**Exercise**
Nothing in the data is to be left out; copy it exactly.

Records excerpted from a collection
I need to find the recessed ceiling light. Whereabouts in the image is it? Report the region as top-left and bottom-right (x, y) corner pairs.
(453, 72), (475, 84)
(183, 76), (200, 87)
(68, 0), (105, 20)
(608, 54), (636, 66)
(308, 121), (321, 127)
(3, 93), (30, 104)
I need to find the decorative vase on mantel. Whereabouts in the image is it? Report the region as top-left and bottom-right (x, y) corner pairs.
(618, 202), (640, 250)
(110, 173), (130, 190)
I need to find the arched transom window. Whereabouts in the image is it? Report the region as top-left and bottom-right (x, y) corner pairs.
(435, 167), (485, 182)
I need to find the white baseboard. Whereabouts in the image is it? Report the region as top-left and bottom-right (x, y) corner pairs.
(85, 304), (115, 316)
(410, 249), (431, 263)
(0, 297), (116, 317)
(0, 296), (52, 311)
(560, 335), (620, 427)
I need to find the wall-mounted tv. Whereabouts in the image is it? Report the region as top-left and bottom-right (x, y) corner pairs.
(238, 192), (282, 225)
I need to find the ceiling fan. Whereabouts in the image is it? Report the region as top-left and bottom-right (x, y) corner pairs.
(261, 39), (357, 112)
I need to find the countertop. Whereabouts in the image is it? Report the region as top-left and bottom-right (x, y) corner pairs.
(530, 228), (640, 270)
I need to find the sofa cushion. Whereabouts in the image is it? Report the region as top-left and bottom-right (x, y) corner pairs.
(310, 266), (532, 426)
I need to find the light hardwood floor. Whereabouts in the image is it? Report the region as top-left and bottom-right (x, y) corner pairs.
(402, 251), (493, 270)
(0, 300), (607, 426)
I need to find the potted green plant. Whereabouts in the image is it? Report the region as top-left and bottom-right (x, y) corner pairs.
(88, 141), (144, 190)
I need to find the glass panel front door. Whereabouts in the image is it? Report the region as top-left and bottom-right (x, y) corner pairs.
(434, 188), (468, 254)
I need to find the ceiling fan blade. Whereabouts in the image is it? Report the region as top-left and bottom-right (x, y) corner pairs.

**Final answer**
I need to find the recessed ceiling light. Whereabouts in the image is it? Report the region as top-left and bottom-right (x, y) corner pairs.
(453, 72), (475, 84)
(183, 76), (200, 87)
(68, 0), (105, 20)
(608, 54), (636, 66)
(308, 121), (321, 127)
(3, 93), (30, 104)
I need to find the decorative vase on mantel. Whereabouts in the image is it? Report the region as top-left and bottom-right (x, y) corner pairs.
(618, 202), (640, 250)
(110, 173), (130, 190)
I need to find the arched transom window. Whereabouts in the image is it? Report the region as top-left and bottom-right (x, y) corner pairs.
(435, 167), (485, 182)
I need to find the white baseboard. Whereabouts in the image is it? Report the region as top-left and bottom-right (x, y) corner pairs.
(85, 304), (115, 316)
(410, 249), (431, 263)
(0, 297), (116, 317)
(0, 296), (52, 311)
(560, 335), (620, 427)
I need to find the wall-mounted tv. Whereabouts in the image is it? Report the region as top-left and bottom-right (x, y) corner pairs.
(238, 192), (282, 225)
I need to find the ceiling fan. Whereabouts in the image is it? Report the region as top-left and bottom-right (x, y) corner pairs.
(261, 39), (357, 112)
I need to find the countertop. Whereabouts in the image is it? Report the region as top-left and bottom-right (x, y) corner pairs.
(530, 228), (640, 270)
I need to find the sofa cushion. Whereabouts in the image is it? Report the region as top-left and bottom-right (x, y) corner pairs.
(310, 266), (532, 426)
I need to find the light hardwood floor. Whereabouts in the image is it? Report the region as top-left and bottom-right (x, y) corner pairs.
(402, 251), (493, 270)
(0, 300), (607, 426)
I need to find the potted green plant. Whereabouts in the image is it? Report the region as top-left and bottom-right (x, y) corner pairs.
(88, 141), (144, 190)
I need to find the glass panel front door. Whereabouts in the image is it? Report the region as top-left and bottom-right (x, y) corner pairs.
(434, 188), (468, 254)
I need to find the ceiling fan blade. Whereabouts in the image is it? Report the region as top-left and bottom-right (x, y) corner pairs.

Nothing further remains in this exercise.